--- YOUR TASK ---
Answer these questions from the news item about Abbotsford's deputy clerk-treasurer.
(a) When does Louella Luedtke plan to retire?
(b) About how much would her total compensation for 2021 be, according to the city's budget projections?
(c) Under her proposal, who would take over payroll?

--- EXERCISE TEXT ---
Deputy clerk plans to retire next year Deputy clerk plans to retire next year

Full-time replacement may not be needed, she tells committee

Abbotsford’s deputy clerk-treasurer, Louella Luedtke, told members of the city council last week that she plans on retiring next spring, and she doesn’t think the city needs to hire another fulltime person to replace her at city hall. The news was announced during an adhoc committee meeting to discuss the city’s 2021 budget, which could see a significant decrease in expenditures if a full-time city hall position was eliminated midway through the year. Luedtke is currently one of three full-time employees at Abbotsford’s city hall, along with city administrator Dan Grady and administrative assistant Erin Clausnitzer. All three were hired in 2018, when the city went from a full-time city clerk and part-time assistants to a full-time administrator, deputy clerk and an assistant.

According to the city’s budget projections, Luedtke’s total compensation for 2021 would be about $55,000, which includes about $44,580 in wages and another $10,500 in benefits.

Luedtke said she thinks two full-time employees can handle city hall operations, with Grady taking over payroll and Clausnitzer handling accounts payable and receivable.

“A lot of times she’s looking for things to do up there,” she said, referring to Clausnitzer.

Committee members decided not to change the clerk’s wage lines for 2021, just in case the council decides to hire another full-time person to replace Luedtke.

(Records taken from a dataset)
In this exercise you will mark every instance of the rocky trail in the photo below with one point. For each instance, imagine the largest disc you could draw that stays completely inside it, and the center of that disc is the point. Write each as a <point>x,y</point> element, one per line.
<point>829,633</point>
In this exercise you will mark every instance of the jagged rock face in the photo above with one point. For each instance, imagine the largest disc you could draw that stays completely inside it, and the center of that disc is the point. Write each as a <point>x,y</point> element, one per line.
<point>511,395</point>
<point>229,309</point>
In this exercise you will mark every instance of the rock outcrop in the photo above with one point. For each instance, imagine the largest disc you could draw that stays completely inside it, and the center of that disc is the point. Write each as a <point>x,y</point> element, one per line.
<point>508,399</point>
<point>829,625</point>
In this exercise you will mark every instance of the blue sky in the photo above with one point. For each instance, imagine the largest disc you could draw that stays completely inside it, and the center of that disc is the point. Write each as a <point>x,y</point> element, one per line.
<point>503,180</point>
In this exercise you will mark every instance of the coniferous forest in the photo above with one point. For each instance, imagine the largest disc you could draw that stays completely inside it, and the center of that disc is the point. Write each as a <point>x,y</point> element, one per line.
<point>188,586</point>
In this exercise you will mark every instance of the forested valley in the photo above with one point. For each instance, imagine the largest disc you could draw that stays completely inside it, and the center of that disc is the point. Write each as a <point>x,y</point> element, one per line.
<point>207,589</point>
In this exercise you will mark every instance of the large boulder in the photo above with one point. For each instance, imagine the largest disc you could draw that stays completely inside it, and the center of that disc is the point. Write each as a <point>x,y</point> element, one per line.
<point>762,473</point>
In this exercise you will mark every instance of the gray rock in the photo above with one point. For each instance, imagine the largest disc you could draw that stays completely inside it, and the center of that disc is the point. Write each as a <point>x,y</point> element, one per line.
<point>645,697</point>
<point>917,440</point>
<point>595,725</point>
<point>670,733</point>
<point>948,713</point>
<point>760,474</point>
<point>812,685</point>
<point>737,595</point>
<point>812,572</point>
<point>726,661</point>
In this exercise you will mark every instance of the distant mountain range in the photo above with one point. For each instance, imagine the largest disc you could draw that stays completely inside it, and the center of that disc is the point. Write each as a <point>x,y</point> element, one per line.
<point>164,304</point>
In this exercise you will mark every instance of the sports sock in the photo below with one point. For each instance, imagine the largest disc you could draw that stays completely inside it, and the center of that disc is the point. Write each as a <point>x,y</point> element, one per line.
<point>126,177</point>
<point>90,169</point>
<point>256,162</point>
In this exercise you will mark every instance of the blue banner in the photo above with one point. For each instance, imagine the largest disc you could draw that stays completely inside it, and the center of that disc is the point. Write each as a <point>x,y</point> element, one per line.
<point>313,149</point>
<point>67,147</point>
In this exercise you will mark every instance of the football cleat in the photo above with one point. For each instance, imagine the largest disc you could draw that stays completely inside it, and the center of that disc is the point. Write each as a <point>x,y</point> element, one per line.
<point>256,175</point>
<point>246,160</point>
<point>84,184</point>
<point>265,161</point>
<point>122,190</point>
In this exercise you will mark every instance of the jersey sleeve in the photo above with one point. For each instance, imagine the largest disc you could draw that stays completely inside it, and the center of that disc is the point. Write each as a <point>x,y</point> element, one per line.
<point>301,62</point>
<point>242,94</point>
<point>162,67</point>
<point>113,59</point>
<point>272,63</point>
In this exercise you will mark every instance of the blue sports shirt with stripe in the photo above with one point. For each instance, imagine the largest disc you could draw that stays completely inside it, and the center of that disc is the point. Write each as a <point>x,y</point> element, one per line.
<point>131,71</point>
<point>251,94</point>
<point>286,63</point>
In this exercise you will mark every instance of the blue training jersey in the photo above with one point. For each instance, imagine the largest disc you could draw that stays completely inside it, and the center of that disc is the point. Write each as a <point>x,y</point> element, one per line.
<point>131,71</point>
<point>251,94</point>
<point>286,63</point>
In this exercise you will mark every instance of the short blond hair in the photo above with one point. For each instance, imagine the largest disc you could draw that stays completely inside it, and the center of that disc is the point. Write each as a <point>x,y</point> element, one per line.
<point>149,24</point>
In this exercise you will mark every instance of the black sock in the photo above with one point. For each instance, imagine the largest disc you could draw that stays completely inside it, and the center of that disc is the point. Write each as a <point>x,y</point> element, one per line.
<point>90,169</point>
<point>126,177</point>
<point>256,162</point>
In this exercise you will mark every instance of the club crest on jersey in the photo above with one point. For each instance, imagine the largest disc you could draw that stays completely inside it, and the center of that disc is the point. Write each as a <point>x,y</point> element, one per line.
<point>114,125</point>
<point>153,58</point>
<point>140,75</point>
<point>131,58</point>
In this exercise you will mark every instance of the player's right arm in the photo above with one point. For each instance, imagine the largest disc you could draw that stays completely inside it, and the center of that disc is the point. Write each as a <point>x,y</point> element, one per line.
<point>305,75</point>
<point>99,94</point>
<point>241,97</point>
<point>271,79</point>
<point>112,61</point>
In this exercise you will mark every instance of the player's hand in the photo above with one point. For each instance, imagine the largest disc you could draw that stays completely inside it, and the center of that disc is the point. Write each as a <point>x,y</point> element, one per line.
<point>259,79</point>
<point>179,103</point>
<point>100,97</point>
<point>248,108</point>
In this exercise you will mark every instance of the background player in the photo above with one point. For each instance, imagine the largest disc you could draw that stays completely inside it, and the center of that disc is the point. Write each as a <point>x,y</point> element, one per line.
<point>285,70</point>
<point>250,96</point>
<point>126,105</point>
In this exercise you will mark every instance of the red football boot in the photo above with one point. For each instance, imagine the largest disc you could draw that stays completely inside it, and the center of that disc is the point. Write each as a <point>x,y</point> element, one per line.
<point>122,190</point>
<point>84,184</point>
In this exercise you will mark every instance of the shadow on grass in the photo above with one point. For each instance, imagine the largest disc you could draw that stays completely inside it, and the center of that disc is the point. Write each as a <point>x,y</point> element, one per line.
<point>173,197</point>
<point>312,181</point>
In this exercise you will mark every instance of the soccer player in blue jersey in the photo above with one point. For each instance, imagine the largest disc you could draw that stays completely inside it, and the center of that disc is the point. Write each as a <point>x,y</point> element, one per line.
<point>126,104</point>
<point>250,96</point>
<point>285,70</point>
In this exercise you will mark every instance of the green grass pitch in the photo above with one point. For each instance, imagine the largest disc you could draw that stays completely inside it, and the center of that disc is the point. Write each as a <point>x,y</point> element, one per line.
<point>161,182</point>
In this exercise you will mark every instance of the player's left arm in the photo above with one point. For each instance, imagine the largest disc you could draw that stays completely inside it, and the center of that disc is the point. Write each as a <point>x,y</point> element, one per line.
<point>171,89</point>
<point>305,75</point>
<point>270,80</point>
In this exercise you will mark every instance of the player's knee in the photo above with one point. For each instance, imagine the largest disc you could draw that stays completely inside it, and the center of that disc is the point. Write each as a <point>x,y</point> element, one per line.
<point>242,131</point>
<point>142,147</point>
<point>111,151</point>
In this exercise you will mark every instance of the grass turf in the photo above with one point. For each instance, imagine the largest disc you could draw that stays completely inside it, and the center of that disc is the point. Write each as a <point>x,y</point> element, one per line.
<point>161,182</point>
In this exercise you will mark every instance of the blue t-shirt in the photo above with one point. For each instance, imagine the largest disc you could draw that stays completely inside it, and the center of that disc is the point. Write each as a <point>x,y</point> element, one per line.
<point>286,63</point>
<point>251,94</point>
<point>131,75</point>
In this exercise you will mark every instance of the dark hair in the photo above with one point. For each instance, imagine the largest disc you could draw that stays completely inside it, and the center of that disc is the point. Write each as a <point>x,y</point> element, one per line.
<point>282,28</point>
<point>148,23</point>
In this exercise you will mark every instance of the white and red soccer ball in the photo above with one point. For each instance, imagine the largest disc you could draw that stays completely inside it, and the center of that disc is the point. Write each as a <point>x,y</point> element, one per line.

--- TASK RESPONSE ---
(a) Next spring
(b) About $55,000
(c) Dan Grady, the city administrator